Prompt> Please answer from the excerpt below: what job did the writer hold at the Durack, Brammer & Stekhoven architectural partnership?

One phone call, and suddenly the world is a different place.
I worked in Toowoomba for Bill Durack, Architect, youngest living son of his generation of the Durack Dynasty, in 1978 for a year.
He was a truly delightful human being, in the Durack mould; erudite, educated, witty, gentlemanly, thoughtful, interested, interesting.
I had just returned from a year overseas, and was living at home with my parents while I collected the threads of my life. The job with the Durack, Brammer & Stekhoven architectural partnership was a simple one, as receptionist. I shared the job with another girl, Sue.
It was a run-of-the-mill reception/secretarial job, made colourful by the different personalities of the various partners.
Bill Durack – Mr Durack to me – was the most thorough person I had ever met. Every day he kept a minute diary on his desk calendar, in red, written two lines to one line space of diary page in perfect handwriting. Every week he dictated a letter to his “Dear sister Mary” or his “Dear sister Elizabeth” in Perth, in which he told all the family news to which, naturally, we his secretaries became privy by default.
I marvelled at his capacity for communication, his love for his sisters and his family.
In his office – the front room in the Lindsay Street practice – every single surface of every table and bench was covered with neatly-stacked piles of papers, letters, brochures and architectural drawings. He knew where everything was, and could lay his hand on anything at will. He was alone in that remarkable feat, and one would never have dared to move anything around for fear of dispossessing him.
One day he was in the drawing room plying his art, and because of the heat had left the windows of his temporarily-vacated office open. A willy willy arrived in Lindsay Street unannounced; it came in Mr Durack’s window, had its way with his stacks and stacks of papers, and left without ceremony through the front door, leaving in its wake a plethora of papers and paraphernalia (and a few things it had collected along the street before coming in) in absolute and total disarray.

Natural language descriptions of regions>
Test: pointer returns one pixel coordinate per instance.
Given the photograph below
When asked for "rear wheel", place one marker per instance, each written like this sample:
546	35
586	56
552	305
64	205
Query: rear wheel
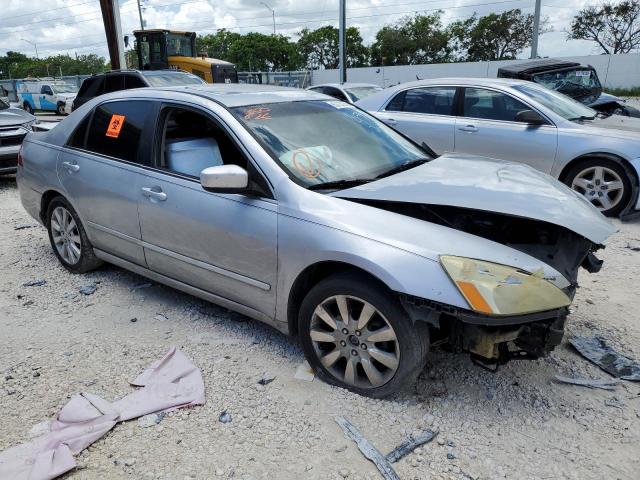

Problem solution> Receptionist.